EXERCISE GOAL
Can you copy out the rows below with "Segments" swapped for "Outlines" everywhere it occurs, changing nothing else and leaving out the pictures?

DATA TO PROCESS

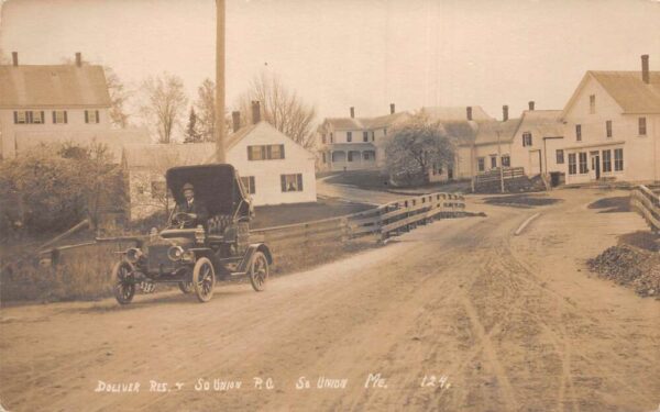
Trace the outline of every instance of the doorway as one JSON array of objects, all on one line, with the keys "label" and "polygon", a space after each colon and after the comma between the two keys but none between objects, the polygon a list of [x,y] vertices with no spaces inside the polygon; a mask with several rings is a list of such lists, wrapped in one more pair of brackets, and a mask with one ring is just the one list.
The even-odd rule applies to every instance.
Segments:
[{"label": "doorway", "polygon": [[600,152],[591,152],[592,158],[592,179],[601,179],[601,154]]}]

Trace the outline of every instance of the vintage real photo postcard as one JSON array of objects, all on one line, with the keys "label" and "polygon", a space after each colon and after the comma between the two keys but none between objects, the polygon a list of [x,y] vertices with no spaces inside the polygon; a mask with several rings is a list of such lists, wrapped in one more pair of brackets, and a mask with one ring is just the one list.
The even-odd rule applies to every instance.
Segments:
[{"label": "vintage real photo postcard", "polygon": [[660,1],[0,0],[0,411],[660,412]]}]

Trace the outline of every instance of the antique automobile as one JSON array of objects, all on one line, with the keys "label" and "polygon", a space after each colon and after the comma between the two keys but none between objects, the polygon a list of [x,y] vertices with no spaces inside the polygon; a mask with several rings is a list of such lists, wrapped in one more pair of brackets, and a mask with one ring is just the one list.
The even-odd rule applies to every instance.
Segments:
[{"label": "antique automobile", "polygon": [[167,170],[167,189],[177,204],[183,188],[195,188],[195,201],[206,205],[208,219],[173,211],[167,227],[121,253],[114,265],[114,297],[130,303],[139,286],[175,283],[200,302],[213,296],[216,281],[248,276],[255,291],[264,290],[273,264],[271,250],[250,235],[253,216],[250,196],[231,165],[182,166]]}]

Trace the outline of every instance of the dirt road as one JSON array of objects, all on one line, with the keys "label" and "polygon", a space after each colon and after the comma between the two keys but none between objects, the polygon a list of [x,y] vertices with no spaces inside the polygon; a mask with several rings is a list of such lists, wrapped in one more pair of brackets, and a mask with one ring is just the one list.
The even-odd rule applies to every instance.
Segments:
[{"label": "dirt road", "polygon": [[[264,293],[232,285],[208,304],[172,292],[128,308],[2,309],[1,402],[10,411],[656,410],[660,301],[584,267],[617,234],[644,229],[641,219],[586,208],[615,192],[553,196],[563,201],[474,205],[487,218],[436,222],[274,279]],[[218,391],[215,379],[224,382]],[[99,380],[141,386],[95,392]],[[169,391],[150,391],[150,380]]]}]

COMPLETED EXERCISE
Trace the outline of every instance of the doorway as one JSON array of objects, all on one line, with the keys "label" and "polygon", a space after each colon and after the comma between the two keys but none between objects, the polygon a list of [x,y] vertices with no spaces inside the polygon; a mask with several rings is a list of such lists, wrapped in one more pair of brackets, and a mask with one ring is just the one list.
The even-odd rule applies to every instance.
Outlines:
[{"label": "doorway", "polygon": [[600,152],[591,152],[592,158],[592,179],[601,179],[601,154]]}]

Trace the outline of every instance of the vintage real photo postcard as one JSON array of objects, all on one line, with the keys "label" and "polygon", a space after each colon and after the comma between the two keys but none between objects, the polygon a list of [x,y] vertices with no spaces inside the polygon; a mask with several rings is a list of such lists, wrapped in one more pair of brackets, and a mask with one ring is just the one list.
The even-odd rule applies to every instance.
Outlines:
[{"label": "vintage real photo postcard", "polygon": [[660,1],[0,0],[0,411],[660,412]]}]

Trace the outline of every instance of the antique automobile as one JSON array of objects, all on one line, with the keys "label" and "polygon", a space after each colon and after the comma between the two keys but none between objects, the polygon a list of [x,y] vertices with no spaces inside the polygon; a mask with several rings is a list of such lists, wrapped in one more pair of brackets, and a mask with one ring is just the one list.
The even-odd rule applies to every instance.
Outlines:
[{"label": "antique automobile", "polygon": [[167,170],[167,189],[177,204],[183,188],[195,188],[195,201],[206,205],[208,219],[173,211],[167,227],[121,253],[114,265],[114,297],[130,303],[139,286],[175,283],[200,302],[213,296],[216,281],[248,276],[255,291],[264,290],[273,264],[271,250],[250,235],[253,216],[250,196],[231,165],[182,166]]}]

Trace the outline of every instance of the dirt road as one JSON array of objects, all on one line, with the keys "label" and "polygon", a space after each colon and after the comma between the two keys but none between objects, the polygon a list of [x,y] vertices with no spaces inside the polygon; a mask with several rings is a list of such lists, wrapped in one more pair of brackets, and a mask with one ring is just the one list.
The even-odd rule applies to every instance.
Outlines:
[{"label": "dirt road", "polygon": [[[264,293],[232,285],[208,304],[172,292],[128,308],[2,309],[1,402],[10,411],[656,410],[660,301],[584,267],[617,234],[644,229],[641,219],[586,208],[615,192],[553,196],[563,201],[474,205],[487,218],[436,222],[274,279]],[[218,391],[215,379],[224,382]],[[99,380],[141,386],[95,392]],[[169,391],[150,391],[150,380]]]}]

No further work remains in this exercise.